Task to carry out: Where an entry holds an image, skip the image but reproduce the rest word for word.

Available data:
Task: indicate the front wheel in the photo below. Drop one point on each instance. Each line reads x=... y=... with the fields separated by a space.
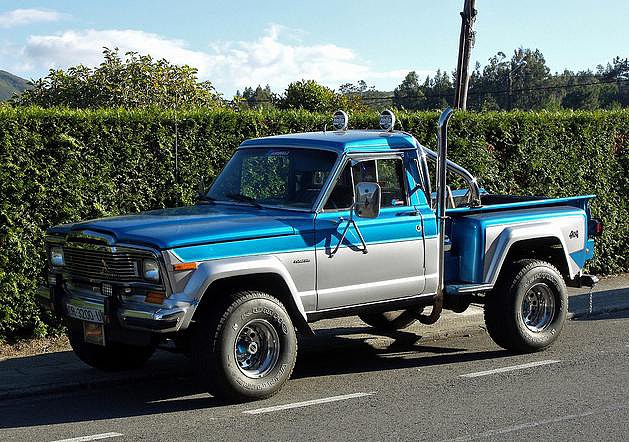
x=245 y=348
x=528 y=307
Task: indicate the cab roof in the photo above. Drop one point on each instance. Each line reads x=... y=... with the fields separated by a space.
x=340 y=141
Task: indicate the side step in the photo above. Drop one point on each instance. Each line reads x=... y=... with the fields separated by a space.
x=461 y=289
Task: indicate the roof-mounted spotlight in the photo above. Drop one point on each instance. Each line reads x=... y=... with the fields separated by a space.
x=387 y=120
x=340 y=120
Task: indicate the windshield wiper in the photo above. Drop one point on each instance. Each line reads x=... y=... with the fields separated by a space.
x=244 y=199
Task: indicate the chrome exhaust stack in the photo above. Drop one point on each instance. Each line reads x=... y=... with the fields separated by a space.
x=442 y=169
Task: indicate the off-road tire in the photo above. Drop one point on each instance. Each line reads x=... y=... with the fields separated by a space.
x=215 y=339
x=389 y=321
x=112 y=357
x=504 y=317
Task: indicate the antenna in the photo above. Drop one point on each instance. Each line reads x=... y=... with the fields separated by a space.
x=176 y=108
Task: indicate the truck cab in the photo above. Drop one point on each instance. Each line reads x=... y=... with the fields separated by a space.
x=306 y=226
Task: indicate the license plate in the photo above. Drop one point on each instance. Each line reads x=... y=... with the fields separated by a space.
x=94 y=333
x=85 y=314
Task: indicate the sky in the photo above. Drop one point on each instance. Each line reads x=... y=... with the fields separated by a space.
x=241 y=43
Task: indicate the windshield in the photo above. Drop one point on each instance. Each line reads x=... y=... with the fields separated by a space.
x=290 y=178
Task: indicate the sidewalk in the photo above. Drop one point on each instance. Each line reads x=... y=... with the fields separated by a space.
x=62 y=371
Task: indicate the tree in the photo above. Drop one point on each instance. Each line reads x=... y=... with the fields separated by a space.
x=409 y=95
x=438 y=91
x=312 y=96
x=136 y=81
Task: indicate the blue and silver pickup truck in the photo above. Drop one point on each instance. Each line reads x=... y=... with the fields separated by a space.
x=307 y=226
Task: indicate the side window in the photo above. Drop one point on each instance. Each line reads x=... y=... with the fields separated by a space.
x=342 y=195
x=391 y=180
x=388 y=173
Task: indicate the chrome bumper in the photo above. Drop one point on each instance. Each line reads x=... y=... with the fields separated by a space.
x=130 y=315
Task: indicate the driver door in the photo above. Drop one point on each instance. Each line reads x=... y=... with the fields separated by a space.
x=393 y=264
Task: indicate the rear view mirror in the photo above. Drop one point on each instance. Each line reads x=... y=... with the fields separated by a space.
x=367 y=200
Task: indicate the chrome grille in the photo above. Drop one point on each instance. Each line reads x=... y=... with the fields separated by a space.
x=97 y=264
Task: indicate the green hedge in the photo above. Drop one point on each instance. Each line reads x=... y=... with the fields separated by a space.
x=58 y=166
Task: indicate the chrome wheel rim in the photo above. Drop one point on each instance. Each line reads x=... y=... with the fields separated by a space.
x=257 y=348
x=538 y=307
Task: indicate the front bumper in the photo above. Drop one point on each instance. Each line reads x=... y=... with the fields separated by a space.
x=116 y=312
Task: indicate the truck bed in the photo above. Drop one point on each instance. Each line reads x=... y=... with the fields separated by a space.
x=496 y=202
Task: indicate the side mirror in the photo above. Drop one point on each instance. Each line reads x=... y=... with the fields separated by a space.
x=201 y=189
x=367 y=200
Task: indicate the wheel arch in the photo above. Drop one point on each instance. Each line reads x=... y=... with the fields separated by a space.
x=542 y=241
x=257 y=273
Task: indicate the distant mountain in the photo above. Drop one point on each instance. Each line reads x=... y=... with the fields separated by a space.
x=11 y=84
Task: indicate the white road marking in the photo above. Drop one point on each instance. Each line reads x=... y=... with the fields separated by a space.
x=92 y=437
x=526 y=426
x=505 y=369
x=307 y=403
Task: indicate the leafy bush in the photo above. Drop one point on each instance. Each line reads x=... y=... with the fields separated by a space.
x=58 y=166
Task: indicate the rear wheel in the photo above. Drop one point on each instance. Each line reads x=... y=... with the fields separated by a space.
x=528 y=307
x=112 y=357
x=245 y=348
x=389 y=321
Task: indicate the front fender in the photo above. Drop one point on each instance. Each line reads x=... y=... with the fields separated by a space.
x=197 y=282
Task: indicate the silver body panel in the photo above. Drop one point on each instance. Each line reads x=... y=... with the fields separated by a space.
x=499 y=239
x=387 y=271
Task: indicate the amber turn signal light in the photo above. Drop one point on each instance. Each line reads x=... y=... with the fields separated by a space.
x=184 y=266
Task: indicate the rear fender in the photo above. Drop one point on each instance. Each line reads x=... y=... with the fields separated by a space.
x=500 y=240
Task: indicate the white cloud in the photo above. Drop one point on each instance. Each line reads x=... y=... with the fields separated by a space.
x=70 y=48
x=276 y=58
x=19 y=17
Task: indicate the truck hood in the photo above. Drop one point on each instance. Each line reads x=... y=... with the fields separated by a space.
x=190 y=225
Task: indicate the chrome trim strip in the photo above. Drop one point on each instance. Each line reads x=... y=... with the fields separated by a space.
x=366 y=304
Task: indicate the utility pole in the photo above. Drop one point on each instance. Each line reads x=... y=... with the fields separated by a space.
x=466 y=43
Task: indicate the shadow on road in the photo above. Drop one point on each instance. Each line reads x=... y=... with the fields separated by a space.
x=330 y=354
x=622 y=314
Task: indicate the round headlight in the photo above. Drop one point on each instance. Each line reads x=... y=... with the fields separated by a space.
x=150 y=269
x=56 y=256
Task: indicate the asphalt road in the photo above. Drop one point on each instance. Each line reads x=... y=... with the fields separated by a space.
x=374 y=388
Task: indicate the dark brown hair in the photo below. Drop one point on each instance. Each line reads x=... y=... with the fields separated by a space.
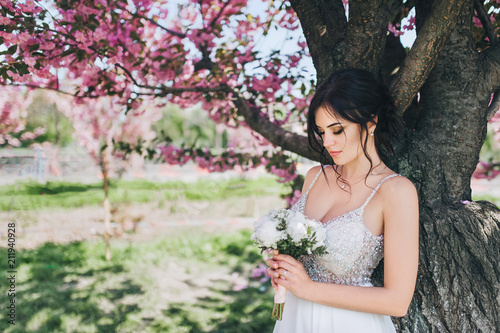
x=358 y=97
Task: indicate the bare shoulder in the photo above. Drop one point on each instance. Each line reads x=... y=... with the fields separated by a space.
x=398 y=189
x=310 y=177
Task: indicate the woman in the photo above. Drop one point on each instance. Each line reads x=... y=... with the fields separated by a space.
x=368 y=212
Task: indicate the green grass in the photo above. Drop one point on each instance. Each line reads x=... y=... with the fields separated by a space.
x=34 y=196
x=72 y=288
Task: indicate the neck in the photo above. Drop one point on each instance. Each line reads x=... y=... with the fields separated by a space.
x=361 y=167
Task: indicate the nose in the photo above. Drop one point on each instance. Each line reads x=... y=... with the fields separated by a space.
x=328 y=139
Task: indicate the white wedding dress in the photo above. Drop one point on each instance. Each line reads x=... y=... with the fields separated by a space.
x=353 y=254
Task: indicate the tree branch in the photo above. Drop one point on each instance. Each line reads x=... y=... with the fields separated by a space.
x=367 y=34
x=494 y=105
x=425 y=51
x=325 y=25
x=276 y=135
x=485 y=21
x=492 y=77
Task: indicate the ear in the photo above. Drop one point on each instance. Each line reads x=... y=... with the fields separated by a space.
x=372 y=124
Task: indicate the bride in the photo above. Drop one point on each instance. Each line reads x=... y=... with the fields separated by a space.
x=369 y=212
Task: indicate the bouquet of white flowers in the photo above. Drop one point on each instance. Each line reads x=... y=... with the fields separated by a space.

Output below:
Task: indicate the front wheel in the photo below. Drop one point on each instance. Each line reads x=... y=... with the fields separated by a space.
x=245 y=348
x=528 y=307
Task: indicate the cab roof in the photo above. Drop one point on each instance. Each line reads x=... y=... with the fields separated by a space.
x=340 y=141
Task: indicate the side step in the photo above. Drop one point on each instance. Each line reads x=... y=... with the fields separated by a space.
x=461 y=289
Task: indicate the roof-mounted spotlight in the photo above. Drop one point on each instance. Each line reads x=... y=... with the fields separated by a space.
x=387 y=120
x=340 y=120
Task: indicate the windshield wiper in the photo above. Drop one point on each instance. Each line reads x=... y=... with the fields separated by a space.
x=244 y=199
Task: indicate the chrome exhaust stack in the photo above. Drop one point on each instance. Each line reads x=... y=... with the fields separated by a space.
x=442 y=169
Task: indicate the off-road tire in the photo above. Drop one point on each instance. Each line reads x=... y=... with the fields separated by a space.
x=215 y=339
x=389 y=321
x=112 y=357
x=504 y=317
Task: indicate the antenna in the photo above. Drop one point on each instance. Each line reads x=... y=... with the fields separated by a space.
x=176 y=108
Task: indicate the truck cab in the photo above. Drop one point on each instance. Each line reads x=... y=... with the fields separated by a space.
x=306 y=226
Task: indicate the license plate in the photo above. Drop one point on each instance. Each line reads x=... y=... with the fields separated by a space.
x=94 y=333
x=85 y=314
Task: indicate the sky in the photo above. Drop one point on each instance. Each line reads x=... y=... with the fields separated by a space.
x=241 y=43
Task: indicate the windshield in the photo above. Drop one point on each instance. Each line reads x=... y=... with the fields separated by a space.
x=290 y=178
Task: indicate the sidewalk in the photo above. Drop one point on each instance. Each line reads x=... y=... with the fields separated by a space.
x=62 y=371
Task: indicate the tree in the photo above. Drop one point on each instance. Each line reads x=... y=... with the fields separated by a space.
x=409 y=95
x=438 y=91
x=312 y=96
x=136 y=81
Task: indicate the blue and silver pickup truck in the photo above. Drop one point on each instance. Each line reads x=... y=... with the fields separated by a space.
x=307 y=226
Task: indicate the side window in the photo above. Drop one point on each instance. Each line reads x=... y=... with the fields separated by a space.
x=342 y=195
x=391 y=180
x=388 y=173
Task: indicate the chrome bumper in the photo above. Drop one point on each instance. Each line reads x=... y=... with the fields separated by a space.
x=130 y=315
Task: indicate the driver door in the photo above. Drop one point on each instance. Each line reads x=... y=... with the fields separated by a space.
x=393 y=264
Task: indicate the rear view mirror in the photo above. Drop one point on each instance. Each line reads x=... y=... with the fields separated by a space.
x=367 y=200
Task: indicate the chrome grille in the photo above. Drop one point on each instance. Each line reads x=... y=... with the fields separated by a space.
x=97 y=264
Task: indicate the green hedge in the photo above. Drop one point on each instance. Each line reads x=... y=... with the fields separated by a space.
x=58 y=166
Task: indicate the chrome wheel rim in the photo above. Drop one point on each instance. Each line reads x=... y=... with the fields separated by a space.
x=257 y=348
x=538 y=307
Task: indicate the front bumper in the photo above. Drop one point on each instance. Each line reads x=... y=... with the fields separated by a space.
x=116 y=312
Task: indicate the truck bed in the photo above. Drop one point on each instance. Each line reads x=... y=... with the fields separated by a space.
x=496 y=202
Task: indicate the side mirror in the photo above. Drop one point on each instance. Each line reads x=... y=... with the fields separated by a space.
x=201 y=189
x=367 y=200
Task: indicate the wheel arch in the photo above. Drop one point on each instance. Each line reads x=... y=... with the fields separated by a space.
x=542 y=241
x=257 y=273
Task: indicate the distant mountain in the photo above. Drop one point on each instance. Each line reads x=... y=... with the fields separated by a space.
x=11 y=84
Task: indicate the white road marking in the photo above. Drop one point on each instance. Each line reads x=... y=... with the fields separated by a space.
x=92 y=437
x=526 y=426
x=505 y=369
x=307 y=403
Task: indicate the leafy bush in the photo above. Drop one point on each instance. Each line reads x=... y=... with the fields separated by a space.
x=58 y=166
Task: indicate the rear wheel in the photo above. Drop one point on each instance. Each line reads x=... y=... with the fields separated by a space.
x=528 y=307
x=112 y=357
x=245 y=348
x=389 y=321
Task: indicate the front fender in the photo above. Drop one point on each instance. Each line reads x=... y=... with the fields separated by a space.
x=197 y=282
Task: indicate the silver body panel in the photo above. Drop one point on each instance. Each line reads x=... y=... with the fields separated by a space.
x=499 y=239
x=387 y=271
Task: indicate the amber turn signal light in the photo above. Drop one point on each instance. Each line reads x=... y=... with the fields separated by a space.
x=184 y=266
Task: indicate the rear fender in the photo above. Drop one point on each instance. Each line reads x=... y=... with the fields separated by a space.
x=500 y=240
Task: indicate the white cloud in the photo above. Drop one point on each instance. Each line reads x=... y=... with the fields separated by a space.
x=70 y=48
x=276 y=58
x=19 y=17
Task: indicate the truck hood in the photo above. Drop one point on each instance. Each line reads x=... y=... with the fields separated by a space.
x=190 y=225
Task: indicate the chrome trim strip in the photo above. Drop one point on each instance. Each line reads x=... y=... with the fields separated by a space.
x=366 y=304
Task: indicate the utility pole in the photo above. Drop one point on each instance. Each line reads x=... y=... with the fields separated by a space.
x=466 y=43
Task: indicate the shadow on road in the photo above. Drop one point on each instance. Each line reads x=... y=... with the fields separated by a space.
x=330 y=354
x=622 y=314
Task: indicate the round headlight in the photo above. Drop one point on each instance. Each line reads x=... y=... with the fields separated by a space.
x=150 y=269
x=56 y=256
Task: indicate the asphalt road in the photo above. Drop one point on each instance. Each line reads x=... y=... with the fields separated by a space.
x=374 y=388
Task: indicate the dark brown hair in the photo below. Drop one point on each instance. Each line reads x=... y=... with the fields separated by a space.
x=358 y=97
Task: indicate the bare shoulder in the photo above. Drop one point on each instance. Each line reads x=... y=... with the fields separated by a space.
x=398 y=189
x=310 y=177
Task: indicate the woman in the photo above. Drop one point on each instance. Each line reads x=... y=... with the fields separated by a space.
x=368 y=212
Task: indicate the green grass in the photo above. Drop one point on each instance. Each line reads x=... y=... with the fields separated by a space.
x=34 y=196
x=72 y=288
Task: indicate the neck in the photo above. Drop one point on each instance. Each line reads x=... y=... with the fields separated by a space.
x=361 y=167
Task: indicate the nose in the photo above. Drop one point on each instance. Each line reads x=... y=... with the fields separated by a space.
x=328 y=139
Task: indicate the white wedding dress in the photo above. Drop one point on each instance. Each line reads x=... y=... with the fields separated by a space.
x=353 y=254
Task: indicate the tree branch in the photo above. Drop one point on each instance. Each line reads x=... y=... with the fields separated by a space.
x=367 y=34
x=494 y=105
x=425 y=51
x=325 y=25
x=276 y=135
x=485 y=21
x=492 y=77
Task: indicate the ear in the photo above. Drop one point on each instance. Each line reads x=... y=... with the fields separated by a space.
x=372 y=124
Task: indicate the bride in the photo above. Drop one point on each instance. Each line reads x=... y=... with the fields separated by a space.
x=369 y=212
Task: indicate the bouquet of white flowers in the photo above. Drop one point on each instance. Each line reads x=... y=... with the fields separated by a space.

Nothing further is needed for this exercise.